Reproduce the records below word for word, starting at their first line and ending at the line that contains "pixel 1198 662", both ends included. Leave the pictures out of your copy.
======== Supplied records ========
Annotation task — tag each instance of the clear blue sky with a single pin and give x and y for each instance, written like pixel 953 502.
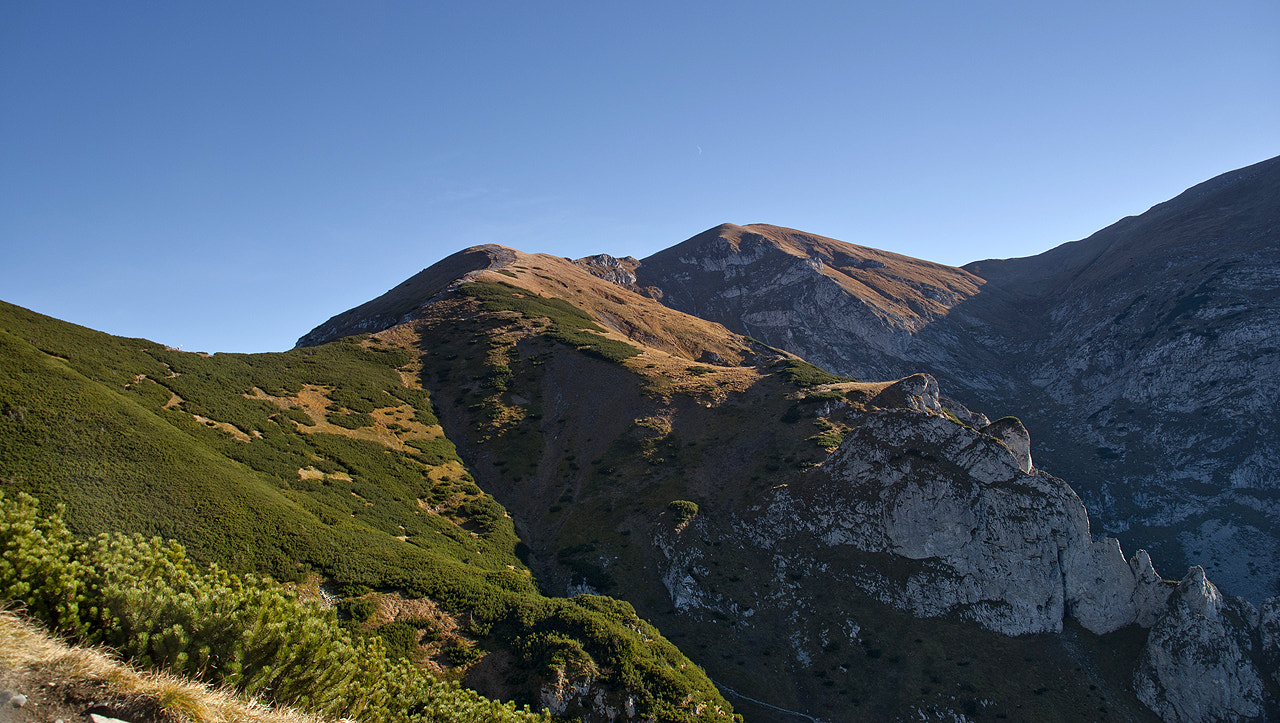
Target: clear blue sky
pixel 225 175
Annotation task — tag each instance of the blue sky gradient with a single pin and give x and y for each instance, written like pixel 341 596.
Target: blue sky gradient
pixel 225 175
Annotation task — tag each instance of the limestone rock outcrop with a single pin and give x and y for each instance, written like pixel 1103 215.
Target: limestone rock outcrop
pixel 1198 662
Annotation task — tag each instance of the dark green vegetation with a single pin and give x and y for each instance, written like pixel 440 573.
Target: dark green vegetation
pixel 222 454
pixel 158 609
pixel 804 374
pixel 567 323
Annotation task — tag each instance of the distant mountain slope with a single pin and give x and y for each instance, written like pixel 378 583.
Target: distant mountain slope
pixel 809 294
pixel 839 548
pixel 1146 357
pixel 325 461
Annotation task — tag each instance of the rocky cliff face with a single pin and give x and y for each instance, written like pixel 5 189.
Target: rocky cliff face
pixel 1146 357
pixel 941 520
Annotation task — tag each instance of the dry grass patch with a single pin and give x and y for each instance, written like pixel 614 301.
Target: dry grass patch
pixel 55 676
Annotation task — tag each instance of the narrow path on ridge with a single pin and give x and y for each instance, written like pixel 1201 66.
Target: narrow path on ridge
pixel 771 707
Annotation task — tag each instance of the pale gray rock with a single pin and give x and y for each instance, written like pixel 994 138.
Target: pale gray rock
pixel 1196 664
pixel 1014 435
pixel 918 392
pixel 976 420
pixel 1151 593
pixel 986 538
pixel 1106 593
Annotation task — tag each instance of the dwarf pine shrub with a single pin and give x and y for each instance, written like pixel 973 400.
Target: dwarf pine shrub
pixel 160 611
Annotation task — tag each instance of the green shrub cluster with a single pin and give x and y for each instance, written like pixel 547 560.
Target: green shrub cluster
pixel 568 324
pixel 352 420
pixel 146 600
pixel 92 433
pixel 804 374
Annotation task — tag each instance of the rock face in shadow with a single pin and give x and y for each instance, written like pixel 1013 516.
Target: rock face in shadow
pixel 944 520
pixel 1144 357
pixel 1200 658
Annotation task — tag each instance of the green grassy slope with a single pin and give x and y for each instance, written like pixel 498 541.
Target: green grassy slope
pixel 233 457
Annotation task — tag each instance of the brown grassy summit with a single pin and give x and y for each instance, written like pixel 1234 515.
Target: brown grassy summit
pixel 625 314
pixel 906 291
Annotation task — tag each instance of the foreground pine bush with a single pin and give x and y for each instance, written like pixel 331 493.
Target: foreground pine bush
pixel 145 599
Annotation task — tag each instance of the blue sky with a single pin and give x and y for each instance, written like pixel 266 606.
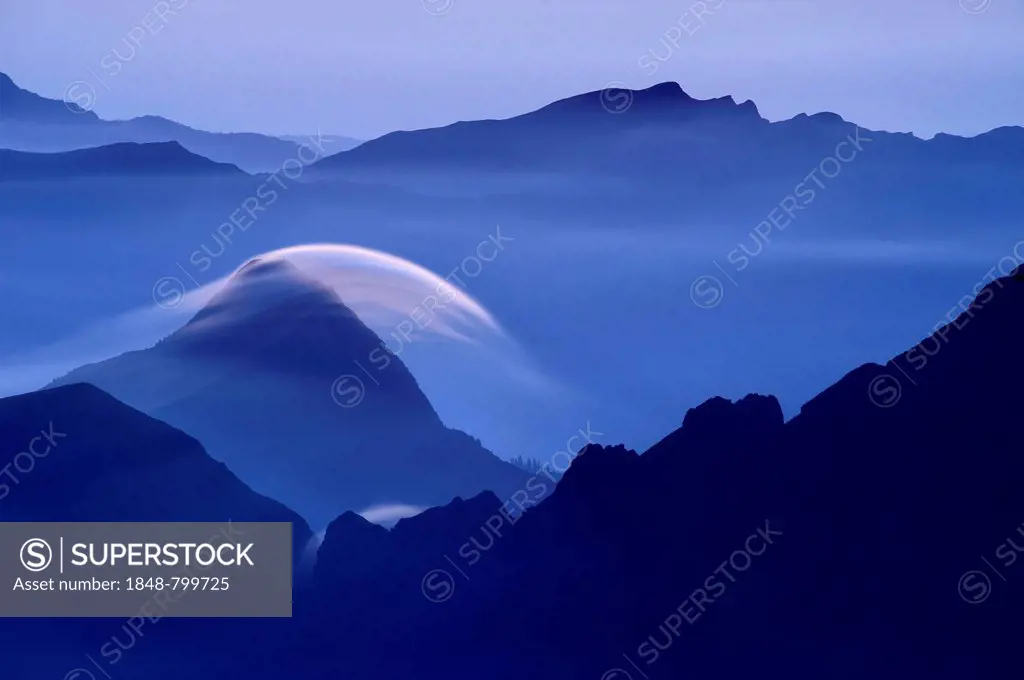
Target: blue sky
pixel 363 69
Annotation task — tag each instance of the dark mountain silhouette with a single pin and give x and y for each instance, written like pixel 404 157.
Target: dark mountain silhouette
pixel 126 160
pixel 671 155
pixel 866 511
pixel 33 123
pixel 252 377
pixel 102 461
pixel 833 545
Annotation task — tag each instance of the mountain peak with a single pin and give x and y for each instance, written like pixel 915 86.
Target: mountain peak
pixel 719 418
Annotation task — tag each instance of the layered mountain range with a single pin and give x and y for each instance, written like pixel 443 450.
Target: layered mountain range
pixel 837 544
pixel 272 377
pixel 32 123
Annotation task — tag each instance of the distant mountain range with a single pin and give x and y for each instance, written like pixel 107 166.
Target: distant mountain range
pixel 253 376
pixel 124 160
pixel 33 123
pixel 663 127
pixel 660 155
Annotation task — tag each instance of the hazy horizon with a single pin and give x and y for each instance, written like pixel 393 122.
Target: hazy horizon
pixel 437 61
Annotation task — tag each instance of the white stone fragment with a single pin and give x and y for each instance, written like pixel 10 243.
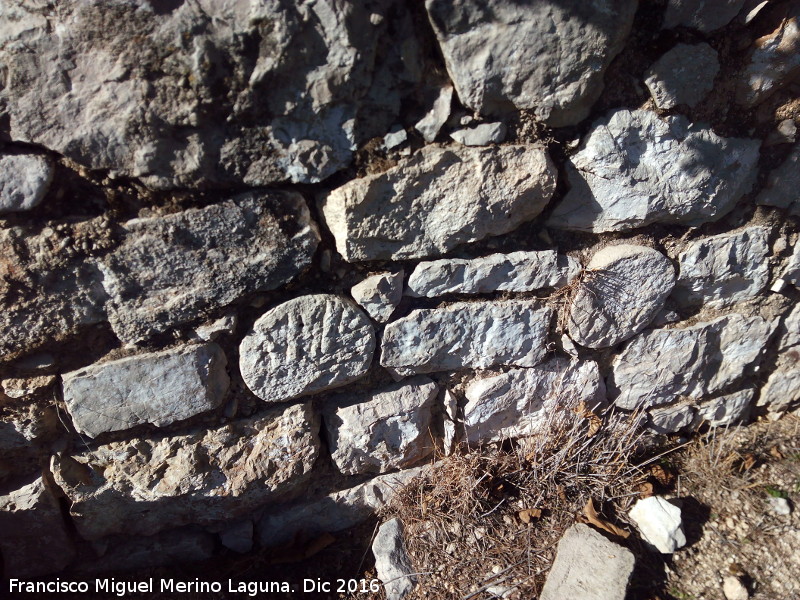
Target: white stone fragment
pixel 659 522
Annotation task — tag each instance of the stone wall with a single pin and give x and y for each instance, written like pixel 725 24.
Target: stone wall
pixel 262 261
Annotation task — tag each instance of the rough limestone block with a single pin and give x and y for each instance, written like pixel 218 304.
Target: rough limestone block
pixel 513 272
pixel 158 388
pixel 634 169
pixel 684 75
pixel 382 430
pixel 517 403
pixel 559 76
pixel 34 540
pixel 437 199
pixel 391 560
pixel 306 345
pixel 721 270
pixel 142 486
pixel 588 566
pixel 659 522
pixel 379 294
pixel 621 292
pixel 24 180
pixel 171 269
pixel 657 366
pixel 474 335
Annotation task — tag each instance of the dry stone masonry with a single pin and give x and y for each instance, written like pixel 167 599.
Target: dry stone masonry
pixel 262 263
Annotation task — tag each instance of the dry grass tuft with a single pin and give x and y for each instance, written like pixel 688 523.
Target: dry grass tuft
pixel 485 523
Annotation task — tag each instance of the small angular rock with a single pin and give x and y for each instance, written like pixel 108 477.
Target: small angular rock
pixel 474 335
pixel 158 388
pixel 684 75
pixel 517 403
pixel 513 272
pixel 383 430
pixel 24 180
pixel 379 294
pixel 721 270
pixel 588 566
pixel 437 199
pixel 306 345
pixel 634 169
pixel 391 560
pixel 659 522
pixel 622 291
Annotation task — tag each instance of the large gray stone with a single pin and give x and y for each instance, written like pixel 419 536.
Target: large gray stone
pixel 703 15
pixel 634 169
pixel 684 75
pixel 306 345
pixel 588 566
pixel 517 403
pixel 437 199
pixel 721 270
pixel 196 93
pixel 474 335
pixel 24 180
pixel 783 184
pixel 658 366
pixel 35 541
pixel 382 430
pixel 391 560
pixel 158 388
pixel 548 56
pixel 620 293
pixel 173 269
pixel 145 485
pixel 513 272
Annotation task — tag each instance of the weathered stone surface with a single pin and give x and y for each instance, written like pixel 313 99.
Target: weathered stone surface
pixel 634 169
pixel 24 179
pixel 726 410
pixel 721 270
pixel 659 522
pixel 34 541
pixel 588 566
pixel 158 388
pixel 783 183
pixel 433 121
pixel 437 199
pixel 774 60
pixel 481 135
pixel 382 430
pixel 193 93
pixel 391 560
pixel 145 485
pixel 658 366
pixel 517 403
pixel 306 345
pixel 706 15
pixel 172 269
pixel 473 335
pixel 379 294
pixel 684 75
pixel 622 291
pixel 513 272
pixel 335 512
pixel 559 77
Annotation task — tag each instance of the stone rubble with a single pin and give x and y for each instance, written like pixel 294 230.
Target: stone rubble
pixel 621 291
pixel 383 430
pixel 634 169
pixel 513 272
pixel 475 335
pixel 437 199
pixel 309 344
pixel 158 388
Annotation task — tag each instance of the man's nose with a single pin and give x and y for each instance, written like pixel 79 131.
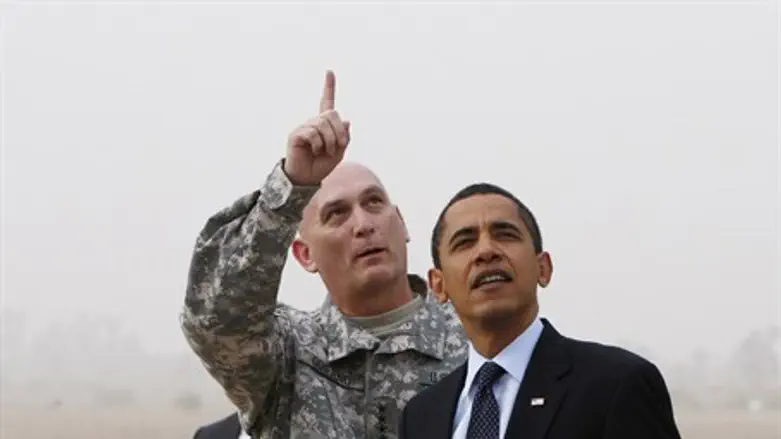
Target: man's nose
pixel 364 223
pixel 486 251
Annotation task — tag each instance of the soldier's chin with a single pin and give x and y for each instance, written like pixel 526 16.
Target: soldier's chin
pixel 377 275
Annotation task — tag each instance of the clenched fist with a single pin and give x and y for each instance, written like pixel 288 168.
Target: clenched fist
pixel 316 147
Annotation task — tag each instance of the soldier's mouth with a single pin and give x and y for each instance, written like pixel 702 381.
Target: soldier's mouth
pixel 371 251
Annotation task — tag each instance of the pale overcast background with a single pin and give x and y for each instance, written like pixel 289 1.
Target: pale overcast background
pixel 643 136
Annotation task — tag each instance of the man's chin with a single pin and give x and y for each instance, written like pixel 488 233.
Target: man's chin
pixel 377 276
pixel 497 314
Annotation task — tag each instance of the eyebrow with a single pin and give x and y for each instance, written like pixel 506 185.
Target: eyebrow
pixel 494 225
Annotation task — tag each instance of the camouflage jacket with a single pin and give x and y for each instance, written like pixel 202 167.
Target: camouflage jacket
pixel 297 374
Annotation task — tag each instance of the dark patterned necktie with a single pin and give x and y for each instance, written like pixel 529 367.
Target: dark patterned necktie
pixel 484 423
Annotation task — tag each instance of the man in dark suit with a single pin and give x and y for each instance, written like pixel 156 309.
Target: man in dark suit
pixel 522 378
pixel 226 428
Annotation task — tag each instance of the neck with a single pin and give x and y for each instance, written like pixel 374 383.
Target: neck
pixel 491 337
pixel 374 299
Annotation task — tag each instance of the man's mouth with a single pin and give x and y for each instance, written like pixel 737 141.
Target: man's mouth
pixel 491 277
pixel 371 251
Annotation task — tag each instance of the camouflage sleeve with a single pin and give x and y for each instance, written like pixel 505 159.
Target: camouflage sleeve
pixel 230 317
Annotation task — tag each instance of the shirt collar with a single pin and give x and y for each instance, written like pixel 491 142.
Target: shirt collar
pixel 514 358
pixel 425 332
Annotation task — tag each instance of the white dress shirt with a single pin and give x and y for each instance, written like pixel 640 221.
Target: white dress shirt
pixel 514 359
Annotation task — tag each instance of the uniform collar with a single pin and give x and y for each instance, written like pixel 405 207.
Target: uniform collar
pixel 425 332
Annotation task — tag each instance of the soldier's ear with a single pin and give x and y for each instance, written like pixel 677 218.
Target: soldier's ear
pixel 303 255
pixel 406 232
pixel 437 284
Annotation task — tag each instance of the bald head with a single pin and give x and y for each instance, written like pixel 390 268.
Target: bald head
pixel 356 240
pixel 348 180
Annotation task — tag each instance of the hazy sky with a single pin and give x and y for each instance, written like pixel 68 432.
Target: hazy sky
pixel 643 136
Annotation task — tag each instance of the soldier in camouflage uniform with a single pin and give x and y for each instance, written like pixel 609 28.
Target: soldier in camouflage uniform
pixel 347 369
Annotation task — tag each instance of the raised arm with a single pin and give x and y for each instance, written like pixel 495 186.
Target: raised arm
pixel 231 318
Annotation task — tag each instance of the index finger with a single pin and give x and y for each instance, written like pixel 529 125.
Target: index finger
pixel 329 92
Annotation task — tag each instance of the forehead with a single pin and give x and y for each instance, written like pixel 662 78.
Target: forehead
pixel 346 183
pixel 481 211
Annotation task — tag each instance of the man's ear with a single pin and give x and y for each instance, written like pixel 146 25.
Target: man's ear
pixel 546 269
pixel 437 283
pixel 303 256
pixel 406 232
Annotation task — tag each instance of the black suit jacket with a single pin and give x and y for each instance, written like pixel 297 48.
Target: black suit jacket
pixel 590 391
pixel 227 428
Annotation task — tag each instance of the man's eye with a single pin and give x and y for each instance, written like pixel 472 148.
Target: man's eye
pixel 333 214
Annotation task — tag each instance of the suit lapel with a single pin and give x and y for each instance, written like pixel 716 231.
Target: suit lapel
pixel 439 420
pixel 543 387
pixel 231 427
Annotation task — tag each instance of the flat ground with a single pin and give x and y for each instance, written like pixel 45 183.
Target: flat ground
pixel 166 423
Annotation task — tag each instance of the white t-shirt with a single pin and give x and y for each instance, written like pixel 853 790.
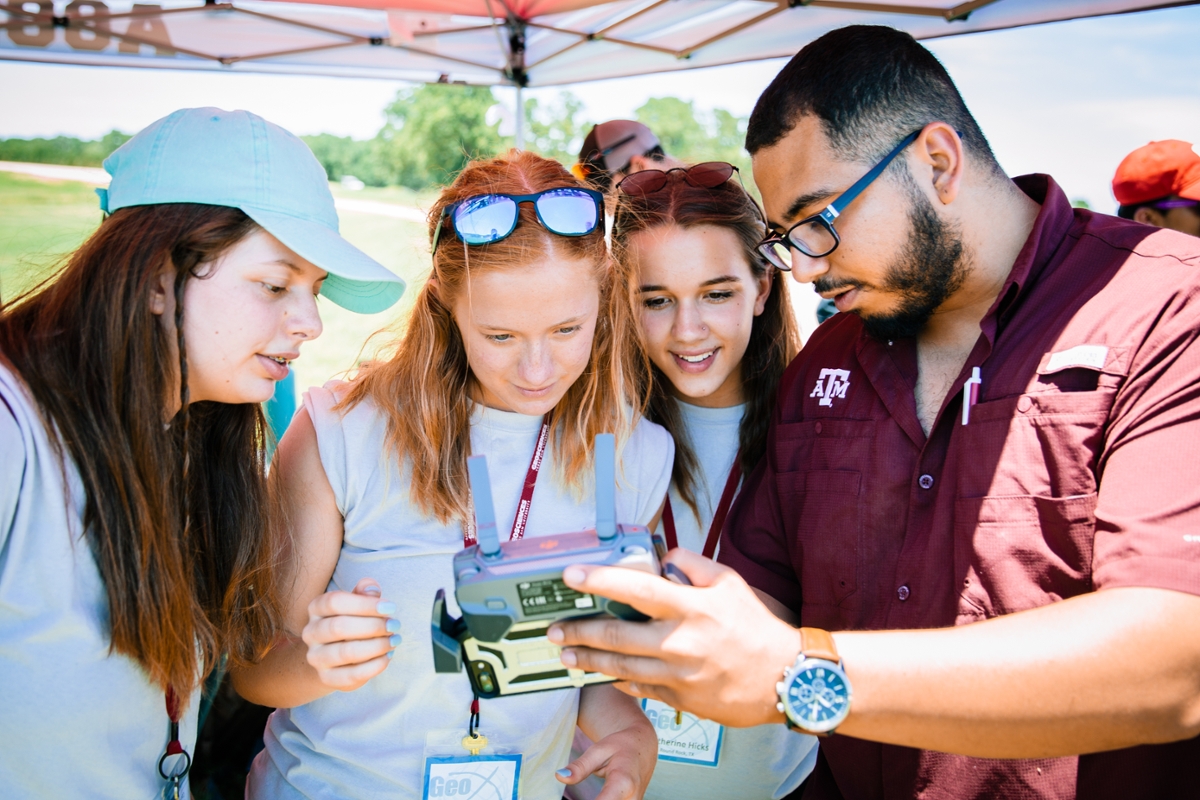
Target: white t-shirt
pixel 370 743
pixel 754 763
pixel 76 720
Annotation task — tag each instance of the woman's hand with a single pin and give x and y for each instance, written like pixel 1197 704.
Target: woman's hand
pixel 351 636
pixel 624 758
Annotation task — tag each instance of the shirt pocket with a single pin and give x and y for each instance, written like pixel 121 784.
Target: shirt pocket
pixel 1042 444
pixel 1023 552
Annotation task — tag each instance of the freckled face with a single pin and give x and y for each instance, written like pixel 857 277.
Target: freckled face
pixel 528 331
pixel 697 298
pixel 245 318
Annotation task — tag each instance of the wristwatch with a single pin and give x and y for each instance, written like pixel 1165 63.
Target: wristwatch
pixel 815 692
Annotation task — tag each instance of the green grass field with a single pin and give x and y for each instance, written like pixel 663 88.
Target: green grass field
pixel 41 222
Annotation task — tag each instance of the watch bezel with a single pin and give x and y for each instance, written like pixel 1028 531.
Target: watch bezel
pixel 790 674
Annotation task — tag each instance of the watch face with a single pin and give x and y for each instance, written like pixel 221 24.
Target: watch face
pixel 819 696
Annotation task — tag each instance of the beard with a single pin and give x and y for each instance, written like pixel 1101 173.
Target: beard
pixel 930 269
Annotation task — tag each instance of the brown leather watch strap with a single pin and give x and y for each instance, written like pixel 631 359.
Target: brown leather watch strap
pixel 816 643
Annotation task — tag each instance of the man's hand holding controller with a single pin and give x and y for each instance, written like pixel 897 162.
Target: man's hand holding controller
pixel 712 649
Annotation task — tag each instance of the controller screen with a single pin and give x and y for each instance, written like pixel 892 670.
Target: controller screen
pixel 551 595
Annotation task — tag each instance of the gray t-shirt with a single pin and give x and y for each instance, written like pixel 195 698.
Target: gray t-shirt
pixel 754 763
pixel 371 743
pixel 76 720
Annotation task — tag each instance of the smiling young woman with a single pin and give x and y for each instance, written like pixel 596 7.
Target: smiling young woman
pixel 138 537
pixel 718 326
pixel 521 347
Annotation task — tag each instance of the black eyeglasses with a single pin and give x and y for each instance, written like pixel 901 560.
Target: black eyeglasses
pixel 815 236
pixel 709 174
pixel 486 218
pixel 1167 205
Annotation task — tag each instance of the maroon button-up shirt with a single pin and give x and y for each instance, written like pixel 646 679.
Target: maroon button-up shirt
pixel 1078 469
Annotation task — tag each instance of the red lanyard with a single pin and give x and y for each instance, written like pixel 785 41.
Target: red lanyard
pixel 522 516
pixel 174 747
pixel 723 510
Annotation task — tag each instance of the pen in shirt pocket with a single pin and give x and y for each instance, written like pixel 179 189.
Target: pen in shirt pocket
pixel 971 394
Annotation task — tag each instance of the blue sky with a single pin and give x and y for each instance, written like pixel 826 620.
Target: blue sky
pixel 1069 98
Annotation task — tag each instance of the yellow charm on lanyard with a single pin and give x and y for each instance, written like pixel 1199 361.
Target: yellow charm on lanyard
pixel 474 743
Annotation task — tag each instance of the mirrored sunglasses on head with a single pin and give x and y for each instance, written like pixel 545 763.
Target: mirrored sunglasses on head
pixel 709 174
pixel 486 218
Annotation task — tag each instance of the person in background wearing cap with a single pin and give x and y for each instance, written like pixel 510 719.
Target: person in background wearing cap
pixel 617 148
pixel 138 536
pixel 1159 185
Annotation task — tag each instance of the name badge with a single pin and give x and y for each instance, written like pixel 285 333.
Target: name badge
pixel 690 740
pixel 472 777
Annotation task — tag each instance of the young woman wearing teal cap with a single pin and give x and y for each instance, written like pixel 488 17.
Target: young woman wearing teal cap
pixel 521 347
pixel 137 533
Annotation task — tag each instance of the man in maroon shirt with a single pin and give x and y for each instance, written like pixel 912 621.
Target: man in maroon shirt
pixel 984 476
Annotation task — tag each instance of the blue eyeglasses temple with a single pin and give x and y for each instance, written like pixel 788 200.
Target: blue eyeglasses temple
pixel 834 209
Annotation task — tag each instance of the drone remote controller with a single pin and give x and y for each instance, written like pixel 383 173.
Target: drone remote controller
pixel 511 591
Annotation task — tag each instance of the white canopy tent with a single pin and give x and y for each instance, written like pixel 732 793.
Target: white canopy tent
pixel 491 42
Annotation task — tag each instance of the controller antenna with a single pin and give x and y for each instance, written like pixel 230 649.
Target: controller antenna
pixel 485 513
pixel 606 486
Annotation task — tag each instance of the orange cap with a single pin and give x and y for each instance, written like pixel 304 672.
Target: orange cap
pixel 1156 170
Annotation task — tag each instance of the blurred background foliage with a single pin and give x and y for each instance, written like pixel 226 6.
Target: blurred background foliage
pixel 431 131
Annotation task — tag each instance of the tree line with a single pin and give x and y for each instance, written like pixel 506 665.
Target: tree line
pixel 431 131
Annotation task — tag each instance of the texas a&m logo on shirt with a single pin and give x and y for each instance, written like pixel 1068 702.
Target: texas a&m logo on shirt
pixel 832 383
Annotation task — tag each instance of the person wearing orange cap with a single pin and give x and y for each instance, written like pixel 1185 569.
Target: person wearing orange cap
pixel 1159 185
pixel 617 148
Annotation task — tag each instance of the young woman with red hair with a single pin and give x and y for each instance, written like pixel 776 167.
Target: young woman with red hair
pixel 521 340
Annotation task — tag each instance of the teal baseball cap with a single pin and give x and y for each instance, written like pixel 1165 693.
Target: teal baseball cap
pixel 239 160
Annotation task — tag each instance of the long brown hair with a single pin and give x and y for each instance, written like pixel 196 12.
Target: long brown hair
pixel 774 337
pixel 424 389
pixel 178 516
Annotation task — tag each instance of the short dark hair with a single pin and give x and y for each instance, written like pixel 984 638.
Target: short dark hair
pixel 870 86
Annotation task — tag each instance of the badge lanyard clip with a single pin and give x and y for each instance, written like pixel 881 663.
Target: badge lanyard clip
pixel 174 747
========
Exercise solution:
Annotation task — tag each instance of the clear blue sky with a single pin and give x and y for each instance, written like pixel 953 502.
Target: clear blue sky
pixel 225 175
Annotation task — tag each instance of the blue sky gradient with a single pin and give x and y for each instance, written like pixel 341 596.
Target: blue sky gradient
pixel 225 175
Annotation task — tag each instance of the limestone rock outcrop with a single pin and give x and y for each instance, written like pixel 1103 215.
Target: limestone rock outcrop
pixel 1198 662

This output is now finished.